**Your objective:**
Output the entries in full and verbatim, pictures omitted.

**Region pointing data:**

▼▼▼

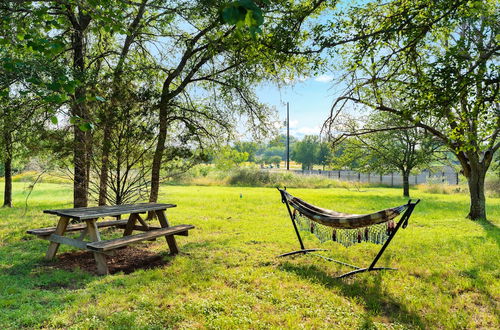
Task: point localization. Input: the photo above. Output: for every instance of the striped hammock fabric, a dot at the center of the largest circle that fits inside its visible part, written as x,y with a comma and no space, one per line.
341,220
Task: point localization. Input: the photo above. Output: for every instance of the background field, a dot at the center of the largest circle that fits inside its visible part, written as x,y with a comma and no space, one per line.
227,275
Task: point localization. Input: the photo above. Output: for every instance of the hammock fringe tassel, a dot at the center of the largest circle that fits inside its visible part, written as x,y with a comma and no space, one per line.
346,229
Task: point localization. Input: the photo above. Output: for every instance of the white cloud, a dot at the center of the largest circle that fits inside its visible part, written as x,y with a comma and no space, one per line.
324,78
301,131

▲▲▲

**Response to this exercise:**
Task: point localization. Input: the photo above. Output: for every instance of the striped hammock fabric, a dot at the center of the largest circle that fits inside its visible part, written as x,y with a comma and no space, one per line.
341,220
Task: point localization. Input: the photo above. Output: for every instance of the background field, a dot at the center of the largest circle that fits inside its visible part, written as x,y with a comma and no space, one per line.
227,275
Task: point localization. Input: the photo above. Output: for every instance of the hammock fringe tassel, a dot at the center of the largest circle that fits inside its visible part, written as x,y with a comma and no space, one per line.
346,229
Task: point localization. Input: the photo above. Output: for every instance of the white cloud, a dot at the center of the largest circle that fits inside its visible part, written as x,y with a comma and no space, one per line.
324,78
301,131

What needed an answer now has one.